• **Aufgabe**
Beantworte die folgenden Fragen mithilfe des Textes über Heuschnupfen.
(a) Welcher Anteil der ABC-Schützen hat schon bei der Einschulung die klassischen Symptome?
(b) Auf wie viel Prozent steigt die Wahrscheinlichkeit einer allergischen Erkrankung, wenn Eltern oder andere Verwandte bereits Allergien haben?
(c) Welche Stoffe setzen die Immunzellen frei?

• **Textauszug**
Heuschnupfen ist heute die häufigste allergische Erkrankung bei Schulkindern in Deutschland, sind sich Wissenschaftler und Ärzte einig. Etwa jeder vierte ABC-Schütze plagt sich bereits zum Zeitpunkt der Einschulung mit den klassischen Symptomen, sobald die ersten Pollen und Gräser im Anflug sind: triefende Nase, gerötete, tränende Augen. Bei Teenagern geht die aktuelle Forschung sogar davon aus, dass sich jeder fünfte mit Heuschnupfen herumschlägt. Und, auch das eine neue Erkenntnis: Selbst bei älteren Erwachsenen kommen pro Jahr viele neue Allergiker hinzu.
Bei wem eine allergische Erkrankung tatsächlich ausbricht, lässt sich nach wie vor nicht mit hundertprozentiger Sicherheit vorhersagen. Die Wahrscheinlichkeit jedoch steigt sprunghaft auf bis zu 80 Prozent, wenn bereits Eltern oder andere Verwandte Allergien wie Heuschnupfen haben. Allerdings wird nicht der Heuschnupfen an sich vererbt, sondern lediglich die Neigung dazu. Erst die Kombination von familiärer Disposition plus Pollenkontakt lässt tatsächlich eine Allergie auftreten. Gegen diese genetische Vorbelastung lässt sich bislang nur wenig ausrichten. Andere Risikofaktoren für Allergien wie Passivrauchen, Stress oder übertriebene Hygiene sind dagegen durchaus beeinflussbar.
Der allergische Schnupfen ist eine Überreaktion des Immunsystems. Es kann nicht mehr zwischen Freund und Feind unterscheiden. Harmlose Blütenpollen werden vom Körper als vermeintlich gefährliche Parasiten identifiziert. Die gesamte Maschinerie der Körperfunktionen wird sofort auf Abwehr geschaltet: Immunzellen setzen Entzündungsstoffe (Histamine) frei, die die Nasenschleimhäute anschwellen lassen, die Schleimproduktion steigern und Juckreiz verursachen. Wenn Ihr Kind zur Pollenflugzeit unter Symptomen wie tränende oder juckende Augen, Niesreiz, Schnupfen, Husten oder Atemnot leidet, sollten Sie umgehend einen Arzt - am besten einen Allergologen oder Kinderarzt - aufsuchen.

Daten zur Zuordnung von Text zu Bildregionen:
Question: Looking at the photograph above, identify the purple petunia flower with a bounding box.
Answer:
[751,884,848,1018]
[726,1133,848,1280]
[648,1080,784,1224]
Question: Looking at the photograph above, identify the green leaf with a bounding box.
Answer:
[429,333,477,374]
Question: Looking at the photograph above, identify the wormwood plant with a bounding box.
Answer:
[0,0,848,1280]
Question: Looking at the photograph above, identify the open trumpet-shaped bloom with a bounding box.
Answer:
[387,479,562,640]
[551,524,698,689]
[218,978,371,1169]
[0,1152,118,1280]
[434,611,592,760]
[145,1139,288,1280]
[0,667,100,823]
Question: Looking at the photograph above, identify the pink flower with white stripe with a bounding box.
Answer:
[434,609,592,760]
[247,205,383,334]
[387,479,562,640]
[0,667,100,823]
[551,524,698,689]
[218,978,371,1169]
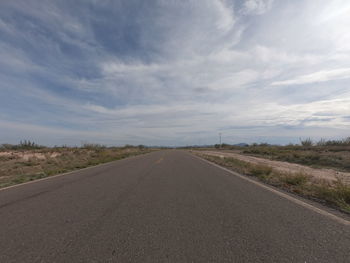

• **Lösung**
(a) Etwa jeder vierte ABC-Schütze.
(b) Auf bis zu 80 Prozent.
(c) Entzündungsstoffe (Histamine).